■ TO BE DONE
Can you copy out every one of the records below word for word, leaving out the pictures?

■ EXTRACTED INFORMATION
╭──
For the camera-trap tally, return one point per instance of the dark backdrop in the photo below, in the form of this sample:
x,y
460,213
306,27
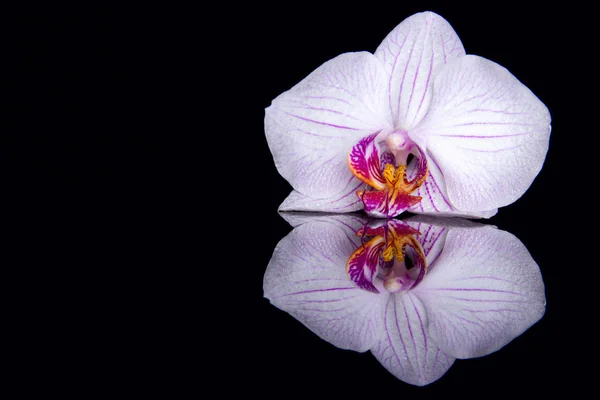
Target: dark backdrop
x,y
133,148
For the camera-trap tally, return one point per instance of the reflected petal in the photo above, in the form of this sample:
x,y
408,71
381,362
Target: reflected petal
x,y
406,350
306,277
484,291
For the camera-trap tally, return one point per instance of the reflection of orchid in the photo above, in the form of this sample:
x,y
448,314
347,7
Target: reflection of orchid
x,y
477,136
475,290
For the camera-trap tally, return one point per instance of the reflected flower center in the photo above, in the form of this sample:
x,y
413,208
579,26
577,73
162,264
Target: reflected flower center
x,y
390,258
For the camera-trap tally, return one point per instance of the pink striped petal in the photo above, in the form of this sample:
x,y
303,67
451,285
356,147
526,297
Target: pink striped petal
x,y
311,128
413,54
487,133
406,350
365,162
484,291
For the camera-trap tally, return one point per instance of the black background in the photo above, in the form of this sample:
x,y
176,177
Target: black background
╰──
■ RESULT OF THIS EXERCISE
For the camera-trap tally, return one point per instance of the dark backdrop in the photo below, in the form of this sample:
x,y
460,213
306,27
Target: dark backdrop
x,y
133,148
For the camera-trap tally, return one point per instance of the reflected petal in the photo above, in the form of this sample:
x,y
408,71
381,362
Target: reflected petal
x,y
406,350
306,277
484,291
For the camera-trap tally, return one point per instance of the reflection of orchid in the photo above, in the form of this sample:
x,y
448,314
347,7
Target: reflection of orchid
x,y
477,136
475,290
For the camera-trap tally, return one point per instance of the reflected flower center in the photo above, in the form of this sample:
x,y
413,208
579,26
577,73
162,264
Target: reflected flower center
x,y
390,258
For the camera-trap tally, return one point per instance of the pink striped petal in the photo above, in the form of this sample:
x,y
303,67
451,285
356,147
526,297
Target: pink striped petal
x,y
311,128
413,54
487,133
406,350
365,162
484,291
For the camera-trap tally, return one point per instance of the black background in the photo above, in the form of this sample:
x,y
176,177
Target: black background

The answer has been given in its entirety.